— START OF RECORDS SHOWN —

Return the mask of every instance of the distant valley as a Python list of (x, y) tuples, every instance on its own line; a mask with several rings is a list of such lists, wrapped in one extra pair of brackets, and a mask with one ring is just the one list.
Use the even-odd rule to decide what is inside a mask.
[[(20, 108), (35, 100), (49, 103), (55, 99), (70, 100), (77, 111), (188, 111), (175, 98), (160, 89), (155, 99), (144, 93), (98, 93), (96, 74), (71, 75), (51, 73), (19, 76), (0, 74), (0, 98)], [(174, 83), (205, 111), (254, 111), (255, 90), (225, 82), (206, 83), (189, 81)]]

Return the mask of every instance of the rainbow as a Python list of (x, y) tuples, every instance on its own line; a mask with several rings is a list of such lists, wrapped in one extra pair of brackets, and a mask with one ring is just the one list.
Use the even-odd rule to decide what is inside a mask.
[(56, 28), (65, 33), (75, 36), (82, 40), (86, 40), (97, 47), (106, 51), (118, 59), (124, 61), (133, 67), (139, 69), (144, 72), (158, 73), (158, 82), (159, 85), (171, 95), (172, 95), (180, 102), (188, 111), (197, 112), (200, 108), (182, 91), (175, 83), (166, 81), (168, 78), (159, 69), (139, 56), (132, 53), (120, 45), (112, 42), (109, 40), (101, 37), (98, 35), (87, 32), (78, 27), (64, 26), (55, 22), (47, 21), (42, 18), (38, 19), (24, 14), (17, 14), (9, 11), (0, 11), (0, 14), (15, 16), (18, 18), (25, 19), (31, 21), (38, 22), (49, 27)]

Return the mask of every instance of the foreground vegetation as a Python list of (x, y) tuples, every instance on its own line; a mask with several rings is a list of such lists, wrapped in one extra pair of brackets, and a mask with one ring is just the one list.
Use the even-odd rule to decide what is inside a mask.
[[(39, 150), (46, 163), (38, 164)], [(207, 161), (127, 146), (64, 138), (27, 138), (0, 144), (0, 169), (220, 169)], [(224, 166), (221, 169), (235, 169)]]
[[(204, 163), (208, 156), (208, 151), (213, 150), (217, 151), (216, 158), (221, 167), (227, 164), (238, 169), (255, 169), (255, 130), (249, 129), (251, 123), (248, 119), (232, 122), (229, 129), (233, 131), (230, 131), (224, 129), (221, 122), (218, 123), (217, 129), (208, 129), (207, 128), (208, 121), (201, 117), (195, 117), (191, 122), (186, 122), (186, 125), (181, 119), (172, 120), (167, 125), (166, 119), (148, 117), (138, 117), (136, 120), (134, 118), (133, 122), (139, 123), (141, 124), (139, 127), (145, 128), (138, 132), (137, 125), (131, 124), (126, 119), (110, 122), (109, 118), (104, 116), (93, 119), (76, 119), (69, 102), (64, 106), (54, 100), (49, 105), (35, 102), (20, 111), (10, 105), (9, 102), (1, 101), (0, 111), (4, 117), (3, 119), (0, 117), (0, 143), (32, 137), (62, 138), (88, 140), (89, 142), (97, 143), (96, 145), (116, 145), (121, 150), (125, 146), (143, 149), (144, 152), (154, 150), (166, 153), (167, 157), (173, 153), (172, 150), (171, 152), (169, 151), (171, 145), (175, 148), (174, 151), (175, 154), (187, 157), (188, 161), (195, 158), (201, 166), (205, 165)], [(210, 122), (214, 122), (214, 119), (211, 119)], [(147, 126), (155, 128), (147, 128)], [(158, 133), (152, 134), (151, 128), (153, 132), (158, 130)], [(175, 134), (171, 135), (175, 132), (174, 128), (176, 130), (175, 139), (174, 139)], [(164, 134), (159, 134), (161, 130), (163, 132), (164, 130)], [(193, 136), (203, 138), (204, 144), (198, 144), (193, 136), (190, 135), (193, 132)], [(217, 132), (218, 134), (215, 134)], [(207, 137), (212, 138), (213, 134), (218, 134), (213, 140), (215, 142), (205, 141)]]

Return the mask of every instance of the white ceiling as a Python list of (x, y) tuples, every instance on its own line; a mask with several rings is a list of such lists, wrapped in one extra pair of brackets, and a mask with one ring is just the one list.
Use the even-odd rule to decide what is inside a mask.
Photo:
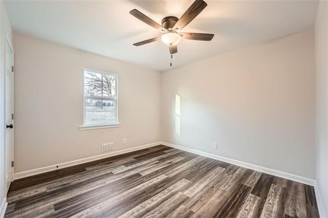
[[(209, 1), (181, 32), (214, 33), (211, 41), (181, 40), (173, 67), (313, 26), (317, 1)], [(13, 30), (38, 38), (139, 64), (170, 69), (168, 47), (160, 41), (132, 43), (161, 33), (129, 13), (136, 8), (156, 22), (179, 17), (186, 1), (5, 1)]]

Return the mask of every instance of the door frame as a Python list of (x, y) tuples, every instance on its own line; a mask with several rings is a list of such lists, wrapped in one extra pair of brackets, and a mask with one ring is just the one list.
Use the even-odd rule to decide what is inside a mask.
[[(7, 78), (6, 78), (6, 73), (7, 73), (7, 44), (8, 43), (8, 45), (9, 46), (9, 49), (10, 49), (12, 53), (12, 64), (13, 66), (14, 66), (14, 48), (12, 46), (12, 43), (11, 43), (11, 40), (10, 39), (10, 37), (9, 37), (9, 35), (8, 34), (8, 33), (6, 33), (6, 42), (5, 44), (5, 55), (4, 55), (4, 57), (5, 57), (5, 64), (4, 64), (4, 70), (5, 70), (5, 74), (4, 74), (4, 76), (5, 76), (5, 81), (4, 81), (4, 96), (5, 97), (6, 97), (6, 95), (7, 95)], [(13, 104), (13, 111), (14, 110), (14, 74), (13, 74), (12, 76), (12, 79), (13, 79), (13, 82), (12, 82), (12, 104)], [(7, 123), (7, 120), (6, 120), (6, 115), (7, 114), (7, 98), (6, 98), (6, 101), (4, 101), (4, 121), (5, 121), (5, 123), (4, 124), (6, 125)], [(13, 120), (13, 121), (14, 121), (14, 119)], [(5, 128), (5, 131), (4, 133), (4, 145), (5, 147), (6, 147), (7, 146), (7, 134), (6, 134), (6, 131), (7, 131), (7, 129)], [(12, 161), (14, 160), (14, 128), (12, 129), (12, 145), (11, 145), (11, 154), (12, 154), (12, 157), (11, 157)], [(4, 149), (5, 151), (5, 154), (4, 154), (4, 161), (6, 161), (5, 163), (4, 163), (4, 166), (6, 167), (4, 169), (4, 173), (5, 173), (5, 177), (4, 177), (4, 179), (5, 179), (5, 195), (7, 196), (7, 170), (8, 169), (8, 161), (7, 161), (7, 158), (8, 157), (7, 157), (7, 150), (6, 149)], [(14, 167), (12, 167), (12, 169), (11, 169), (11, 179), (12, 179), (12, 182), (14, 180)]]

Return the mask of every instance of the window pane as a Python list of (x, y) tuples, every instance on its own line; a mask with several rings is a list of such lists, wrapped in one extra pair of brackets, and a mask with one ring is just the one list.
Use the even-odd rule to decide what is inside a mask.
[(86, 124), (116, 123), (115, 101), (86, 99)]
[(112, 75), (85, 72), (85, 96), (115, 97), (116, 77)]
[(84, 76), (85, 96), (101, 96), (102, 74), (85, 71)]
[(115, 77), (109, 74), (102, 75), (102, 96), (115, 97)]

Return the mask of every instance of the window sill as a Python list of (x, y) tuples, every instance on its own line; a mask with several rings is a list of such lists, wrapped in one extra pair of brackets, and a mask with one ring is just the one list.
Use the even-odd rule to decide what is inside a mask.
[(79, 130), (97, 129), (98, 128), (116, 128), (121, 127), (121, 124), (99, 125), (95, 126), (81, 126), (78, 127)]

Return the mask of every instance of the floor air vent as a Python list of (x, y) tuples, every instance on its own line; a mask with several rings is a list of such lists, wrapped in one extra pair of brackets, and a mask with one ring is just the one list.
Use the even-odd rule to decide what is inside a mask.
[(102, 144), (101, 152), (106, 152), (112, 150), (114, 150), (114, 142)]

— END OF RECORDS SHOWN —

Reproduce all of the records above line for line, without the pictures.

Return the mask of every instance of the distant valley as a Python list of (x, y) tuples, every instance on its own line; a mask with several rings is a list of such lists, wrapped in one extra pair of brackets, and a mask with one ring is just the one list.
Use the even-odd rule to decide what is inside a mask.
[[(20, 108), (35, 100), (49, 103), (55, 99), (70, 100), (77, 111), (188, 111), (175, 98), (160, 89), (155, 99), (144, 93), (98, 93), (96, 74), (71, 75), (51, 73), (19, 76), (0, 74), (0, 98)], [(174, 83), (205, 111), (254, 111), (255, 90), (225, 82), (206, 83), (189, 81)]]

Return the mask of every instance of the rainbow as a Python list of (x, y) tuples, every instance on its own line; a mask with several rings is a list of such lists, wrapped in one extra pair of brackets, and a mask with one ring is just the one list.
Use the even-odd rule to decide what is inside a mask.
[(56, 28), (65, 33), (75, 36), (82, 40), (86, 40), (97, 47), (106, 51), (118, 59), (124, 61), (133, 67), (139, 69), (144, 72), (158, 73), (158, 82), (159, 85), (171, 95), (172, 95), (180, 102), (188, 111), (197, 112), (200, 108), (182, 91), (175, 83), (166, 81), (168, 78), (159, 69), (139, 56), (132, 53), (120, 45), (112, 42), (109, 40), (101, 37), (98, 35), (87, 32), (78, 27), (64, 26), (55, 22), (47, 21), (42, 18), (38, 19), (24, 14), (17, 14), (9, 11), (0, 11), (0, 14), (15, 16), (18, 18), (25, 19), (31, 21), (38, 22), (49, 27)]

Return the mask of every instance of the foreground vegetation as a Python list of (x, y) tuples, every instance on its own line; a mask with several rings is a list of such lists, wrapped in one extra pair of brackets, and a mask with one ring is just the one list.
Use the even-odd rule to decide what is inside a mask.
[[(39, 150), (46, 163), (38, 164)], [(207, 161), (127, 146), (64, 138), (27, 138), (0, 144), (0, 169), (220, 169)], [(224, 166), (221, 169), (235, 169)]]
[[(204, 163), (208, 156), (208, 151), (213, 150), (217, 151), (216, 158), (221, 167), (227, 164), (238, 169), (255, 169), (255, 130), (249, 129), (251, 123), (248, 119), (232, 122), (229, 129), (233, 131), (230, 131), (224, 129), (221, 122), (218, 123), (217, 129), (208, 129), (207, 128), (208, 121), (201, 117), (195, 117), (191, 122), (186, 122), (186, 125), (181, 119), (172, 120), (167, 125), (166, 119), (148, 117), (138, 117), (136, 120), (134, 118), (133, 122), (139, 123), (141, 124), (139, 127), (145, 128), (138, 132), (137, 125), (131, 124), (126, 119), (110, 122), (109, 118), (104, 116), (93, 119), (76, 119), (69, 102), (64, 106), (54, 100), (49, 105), (35, 102), (20, 111), (10, 105), (9, 102), (1, 101), (0, 111), (4, 117), (3, 119), (0, 117), (0, 143), (32, 137), (62, 138), (88, 140), (89, 142), (97, 143), (96, 145), (116, 145), (121, 150), (125, 146), (143, 149), (144, 152), (154, 150), (166, 153), (167, 157), (173, 153), (172, 150), (171, 152), (169, 151), (171, 145), (175, 148), (174, 151), (175, 154), (187, 157), (188, 161), (195, 158), (201, 166), (205, 165)], [(210, 122), (214, 122), (214, 119), (211, 119)], [(147, 126), (155, 128), (147, 128)], [(158, 133), (152, 134), (151, 128), (153, 132), (158, 130)], [(175, 134), (171, 135), (175, 132), (174, 128), (176, 130), (175, 139), (174, 139)], [(164, 134), (159, 134), (161, 130), (163, 132), (164, 130)], [(193, 136), (203, 138), (204, 144), (198, 144), (193, 136), (190, 135), (193, 132)], [(217, 132), (218, 134), (215, 134)], [(207, 137), (212, 138), (213, 134), (218, 134), (213, 140), (215, 142), (205, 141)]]

Return the mask of every instance of the white ceiling as a Python list of (x, y) tuples, every instance on its own line; a mask with several rings is a list of such lists, wrapped in one extra pair of brackets, and a mask with one ring is just the one list.
Use the even-odd rule to decide what is inside a mask.
Photo:
[[(209, 1), (181, 32), (214, 33), (211, 41), (181, 40), (173, 67), (313, 26), (317, 1)], [(13, 30), (38, 38), (139, 64), (170, 69), (168, 47), (160, 41), (132, 43), (161, 33), (129, 13), (136, 8), (156, 22), (179, 17), (186, 1), (5, 1)]]

Return the mask of every instance of the door frame as a Python list of (x, y) tuples, every instance on its own line; a mask with several rings is a list of such lists, wrapped in one extra pair of brackets, and a mask with one ring is just the one list.
Use the even-odd rule to decide what is inside a mask.
[[(7, 78), (6, 78), (6, 73), (7, 73), (7, 44), (8, 43), (8, 45), (9, 46), (9, 49), (10, 49), (12, 53), (12, 64), (13, 66), (14, 66), (14, 48), (12, 46), (12, 43), (11, 43), (11, 40), (10, 39), (10, 37), (9, 37), (9, 35), (8, 34), (8, 33), (6, 33), (6, 42), (5, 44), (5, 55), (4, 55), (4, 57), (5, 57), (5, 64), (4, 64), (4, 70), (5, 70), (5, 74), (4, 74), (4, 76), (5, 76), (5, 81), (4, 81), (4, 96), (5, 97), (6, 97), (6, 95), (7, 95)], [(13, 104), (13, 111), (14, 110), (14, 74), (13, 74), (12, 76), (12, 79), (13, 79), (13, 82), (12, 82), (12, 104)], [(7, 123), (7, 120), (6, 120), (6, 115), (7, 114), (7, 98), (6, 98), (6, 101), (4, 101), (4, 121), (5, 121), (5, 123), (4, 124), (6, 125)], [(13, 120), (13, 121), (14, 121), (14, 119)], [(5, 128), (5, 131), (4, 133), (4, 145), (5, 147), (6, 147), (7, 146), (7, 134), (6, 134), (6, 131), (7, 131), (7, 129)], [(12, 161), (14, 160), (14, 128), (12, 129), (12, 145), (11, 145), (11, 154), (12, 154), (12, 157), (11, 157)], [(4, 149), (5, 151), (5, 154), (4, 154), (4, 161), (6, 161), (5, 163), (4, 163), (4, 166), (6, 167), (4, 169), (4, 173), (5, 173), (5, 177), (4, 177), (4, 179), (5, 179), (5, 195), (7, 196), (7, 170), (8, 169), (8, 161), (7, 161), (7, 158), (8, 157), (7, 157), (7, 150), (6, 149)], [(14, 167), (12, 167), (12, 169), (11, 169), (11, 179), (12, 179), (12, 182), (14, 180)]]

Return the mask of every instance of the window pane as a Python list of (x, y) tuples, every instance on its own line; a mask with several rings is a list of such lists, wrapped in one extra pair of brackets, and a mask with one ring is just the one list.
Use the even-odd rule to decide what is inside a mask.
[(86, 124), (116, 123), (115, 101), (86, 99)]
[(112, 75), (85, 72), (85, 96), (115, 97), (116, 77)]
[(84, 76), (85, 96), (101, 96), (102, 74), (85, 71)]
[(115, 77), (109, 74), (102, 75), (102, 96), (115, 97)]

Return the mask of every instance of the window sill as a Python list of (x, y) tuples, every instance on its own line; a mask with several rings is a list of such lists, wrapped in one extra pair of brackets, and a mask with one ring is just the one list.
Use the even-odd rule to decide what is inside a mask.
[(79, 130), (97, 129), (98, 128), (116, 128), (121, 127), (121, 124), (99, 125), (95, 126), (81, 126), (78, 127)]

Return the mask of every instance of the floor air vent as a Python list of (x, y) tuples, every instance on its own line; a mask with several rings is a list of such lists, wrapped in one extra pair of brackets, and a mask with one ring is just the one list.
Use the even-odd rule to decide what is inside a mask.
[(102, 144), (101, 152), (106, 152), (112, 150), (114, 150), (114, 142)]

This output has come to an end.